#### Text block
--- START ---

Some might think it odd that the community would host such a birthday party. But, in Guslander’s case, such an event seems to work. After all, she is the same woman whose front-page obituary preceded her death. She suffered a near-fatal heart attack in 1987, only to scoff at the obituary mistakenly printed in The Honolulu Advertiser.

Attendees came from all over the world for the Oct. 23 birthday party, which was held at Smith’s Tropical Paradise on the Wailua River. The event doubled as a fundraiser for the Kauai Historical Society. Jock Bethune, a widower from Arlington, Texas, was one of the many former guests who flew to Kauai to pay homage to Guslander and Coco Palms. Bethune and his late wife, Judy, honeymooned at the resort in 1981, he said.

"She called us her Texas lovebirds," Bethune said. "Over the years we kept coming back. Grace was our friend, and we just felt at home at Coco Palms. If she invited us to a cocktail party, we dropped everything and went. People would do anything for her."

Guslander wasn’t a graduate of a prestigious hotel school; however, she managed to transform Coco Palms from a 24-room motel into a 400-or-so-room resort that inspired devotion in locals and celebrities.

--- END ---

#### What to produce
Pick up the passage above about Grace Guslander and Coco Palms, and keep writing from its last sentence.

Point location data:
--- START ---

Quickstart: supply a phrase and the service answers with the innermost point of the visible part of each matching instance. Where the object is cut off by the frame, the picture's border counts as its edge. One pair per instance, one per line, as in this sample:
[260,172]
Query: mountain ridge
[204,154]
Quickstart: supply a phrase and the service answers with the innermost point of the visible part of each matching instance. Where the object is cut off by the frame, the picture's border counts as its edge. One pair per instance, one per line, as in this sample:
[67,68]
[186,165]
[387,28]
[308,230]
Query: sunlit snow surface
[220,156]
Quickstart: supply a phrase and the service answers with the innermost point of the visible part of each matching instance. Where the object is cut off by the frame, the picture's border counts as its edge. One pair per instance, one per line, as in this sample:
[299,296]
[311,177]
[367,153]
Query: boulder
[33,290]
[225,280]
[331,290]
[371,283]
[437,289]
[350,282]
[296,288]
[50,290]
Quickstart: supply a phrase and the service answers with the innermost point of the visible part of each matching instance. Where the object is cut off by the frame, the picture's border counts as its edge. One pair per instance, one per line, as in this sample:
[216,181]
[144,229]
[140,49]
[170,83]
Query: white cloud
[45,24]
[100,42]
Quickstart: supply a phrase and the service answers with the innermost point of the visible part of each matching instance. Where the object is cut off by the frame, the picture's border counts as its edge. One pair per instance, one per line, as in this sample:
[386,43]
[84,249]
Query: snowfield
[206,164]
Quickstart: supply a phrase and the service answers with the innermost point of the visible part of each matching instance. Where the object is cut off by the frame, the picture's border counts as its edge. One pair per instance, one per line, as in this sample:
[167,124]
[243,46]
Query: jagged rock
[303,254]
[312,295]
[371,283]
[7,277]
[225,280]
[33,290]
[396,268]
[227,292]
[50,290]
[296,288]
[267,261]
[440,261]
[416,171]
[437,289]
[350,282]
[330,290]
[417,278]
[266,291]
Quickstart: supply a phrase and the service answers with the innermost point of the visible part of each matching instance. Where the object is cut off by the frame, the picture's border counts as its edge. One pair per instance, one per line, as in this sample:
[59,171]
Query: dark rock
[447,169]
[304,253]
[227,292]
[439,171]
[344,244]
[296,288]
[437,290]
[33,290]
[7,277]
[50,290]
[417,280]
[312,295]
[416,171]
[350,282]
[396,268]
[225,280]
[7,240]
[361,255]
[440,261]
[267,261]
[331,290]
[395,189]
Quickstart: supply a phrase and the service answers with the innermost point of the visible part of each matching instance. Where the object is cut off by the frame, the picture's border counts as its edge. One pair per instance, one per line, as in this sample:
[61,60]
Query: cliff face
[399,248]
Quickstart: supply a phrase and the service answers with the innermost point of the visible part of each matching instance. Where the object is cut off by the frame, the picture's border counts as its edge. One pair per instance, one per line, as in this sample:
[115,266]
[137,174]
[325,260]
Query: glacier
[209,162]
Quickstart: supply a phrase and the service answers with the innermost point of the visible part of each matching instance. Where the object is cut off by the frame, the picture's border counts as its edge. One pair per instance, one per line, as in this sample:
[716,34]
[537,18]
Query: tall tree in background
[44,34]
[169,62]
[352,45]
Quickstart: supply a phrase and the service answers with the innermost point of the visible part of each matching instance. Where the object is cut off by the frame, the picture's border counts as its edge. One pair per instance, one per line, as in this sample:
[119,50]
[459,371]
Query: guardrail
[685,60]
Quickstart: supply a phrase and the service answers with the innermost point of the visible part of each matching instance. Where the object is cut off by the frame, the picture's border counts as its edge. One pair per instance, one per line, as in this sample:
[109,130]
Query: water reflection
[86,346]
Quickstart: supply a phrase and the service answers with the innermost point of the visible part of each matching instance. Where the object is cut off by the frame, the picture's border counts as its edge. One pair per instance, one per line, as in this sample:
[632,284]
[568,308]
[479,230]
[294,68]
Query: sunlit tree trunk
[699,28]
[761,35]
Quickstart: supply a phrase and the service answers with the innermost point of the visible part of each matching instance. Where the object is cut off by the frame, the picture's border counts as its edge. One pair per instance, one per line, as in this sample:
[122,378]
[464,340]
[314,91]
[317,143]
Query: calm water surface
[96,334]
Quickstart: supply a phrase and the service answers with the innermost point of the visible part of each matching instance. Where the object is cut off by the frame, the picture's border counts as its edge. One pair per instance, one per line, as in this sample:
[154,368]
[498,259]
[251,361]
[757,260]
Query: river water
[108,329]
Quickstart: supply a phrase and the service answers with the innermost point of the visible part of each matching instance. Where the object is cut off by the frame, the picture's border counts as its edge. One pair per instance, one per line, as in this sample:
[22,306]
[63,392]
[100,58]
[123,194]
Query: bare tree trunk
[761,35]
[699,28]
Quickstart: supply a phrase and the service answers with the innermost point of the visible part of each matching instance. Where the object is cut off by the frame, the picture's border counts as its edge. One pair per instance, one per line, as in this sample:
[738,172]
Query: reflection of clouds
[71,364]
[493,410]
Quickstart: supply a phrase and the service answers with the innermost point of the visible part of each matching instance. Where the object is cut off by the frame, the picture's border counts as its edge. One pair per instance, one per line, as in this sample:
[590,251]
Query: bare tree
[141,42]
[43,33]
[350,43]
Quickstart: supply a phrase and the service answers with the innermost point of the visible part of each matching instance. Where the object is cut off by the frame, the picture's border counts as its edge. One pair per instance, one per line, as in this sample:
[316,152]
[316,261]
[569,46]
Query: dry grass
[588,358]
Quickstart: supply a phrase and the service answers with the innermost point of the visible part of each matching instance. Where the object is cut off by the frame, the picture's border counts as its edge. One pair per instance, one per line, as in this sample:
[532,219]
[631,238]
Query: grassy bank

--- END ---

#### Answer to the exercise
"She went to the school of imagination and common sense," said David Scott, who gave the birthday keynote and wrote a book about Coco Palms under his former surname, Penhallow.

Hotelier Lyle Guslander found Buscher working as the Advertiser’s food and wine columnist in 1952 and hired her to manage Coco Palms. The two later married in 1969 after he sold the property; however, she worked there until 1985.

She was the kind of woman who could stop trains on their tracks, literally, Scott said. Guslander and two bellhops almost got arrested for refusing to let a sugar train pass after guests complained about noise, he said. Scott remembers that when she was ordered off the tracks, Guslander said, "All right, but when (the train) goes by, I don’t want it to whistle, I want it to say aloha."

Scott said Guslander had a knack for turning negatives into positives, like the time she invented a "Legend of the Frogs," to make Coco Palms’ pesky amphibians more endearing to guests. Resort Music Director Larry Rivera wrote a song about them, and "frog rooms" were soon going for a premium, he said.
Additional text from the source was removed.